'''

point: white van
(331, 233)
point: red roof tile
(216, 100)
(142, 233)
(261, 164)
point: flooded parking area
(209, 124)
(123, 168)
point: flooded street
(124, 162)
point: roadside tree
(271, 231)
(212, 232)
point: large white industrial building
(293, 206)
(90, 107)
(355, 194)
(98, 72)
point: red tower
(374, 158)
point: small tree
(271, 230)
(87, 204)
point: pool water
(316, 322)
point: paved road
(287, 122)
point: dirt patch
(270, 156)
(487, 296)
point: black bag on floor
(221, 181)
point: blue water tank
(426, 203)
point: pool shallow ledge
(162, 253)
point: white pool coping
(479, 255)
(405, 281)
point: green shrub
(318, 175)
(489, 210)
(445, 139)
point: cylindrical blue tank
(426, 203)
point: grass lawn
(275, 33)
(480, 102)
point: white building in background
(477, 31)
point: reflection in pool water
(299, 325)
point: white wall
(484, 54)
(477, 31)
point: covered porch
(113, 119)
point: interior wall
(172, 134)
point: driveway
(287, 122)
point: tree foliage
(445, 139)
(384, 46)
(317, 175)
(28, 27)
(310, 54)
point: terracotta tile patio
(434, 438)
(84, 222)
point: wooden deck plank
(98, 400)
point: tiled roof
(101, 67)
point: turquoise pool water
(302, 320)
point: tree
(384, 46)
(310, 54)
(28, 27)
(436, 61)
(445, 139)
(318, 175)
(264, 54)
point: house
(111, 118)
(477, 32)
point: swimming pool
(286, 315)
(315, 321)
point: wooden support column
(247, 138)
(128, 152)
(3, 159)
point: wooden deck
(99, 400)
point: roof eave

'''

Copy out all of the data above line by line, without changing a single character.

**ANSWER FOR THIS EXERCISE**
point: white van
(331, 233)
point: red roof tile
(216, 100)
(142, 233)
(261, 164)
point: flooded parking area
(209, 124)
(123, 168)
point: flooded street
(124, 162)
point: roadside tree
(271, 231)
(212, 232)
point: large white industrial building
(293, 206)
(90, 107)
(355, 194)
(98, 72)
point: red tower
(374, 158)
point: small tree
(271, 230)
(87, 204)
point: pool water
(316, 322)
point: paved road
(287, 122)
point: dirt patch
(270, 156)
(487, 296)
point: black bag on floor
(221, 181)
point: blue water tank
(426, 203)
point: pool shallow ledge
(162, 253)
point: white pool coping
(479, 255)
(405, 281)
point: green shrub
(318, 175)
(489, 210)
(445, 139)
point: cylindrical blue tank
(426, 203)
point: grass lawn
(275, 33)
(480, 102)
point: white building in background
(477, 31)
point: reflection in pool water
(299, 325)
point: white wall
(484, 54)
(477, 31)
point: covered porch
(113, 119)
point: interior wall
(172, 134)
point: driveway
(287, 122)
point: tree foliage
(445, 139)
(384, 46)
(317, 175)
(28, 27)
(310, 54)
point: terracotta tile patio
(434, 438)
(84, 222)
point: wooden deck plank
(98, 400)
point: tiled roof
(101, 67)
point: turquoise pool water
(302, 320)
point: tree
(384, 46)
(310, 54)
(28, 27)
(436, 61)
(445, 139)
(318, 175)
(264, 54)
point: house
(111, 118)
(477, 32)
point: swimming pool
(286, 315)
(315, 321)
point: wooden support column
(247, 138)
(128, 152)
(3, 159)
point: wooden deck
(99, 400)
point: roof eave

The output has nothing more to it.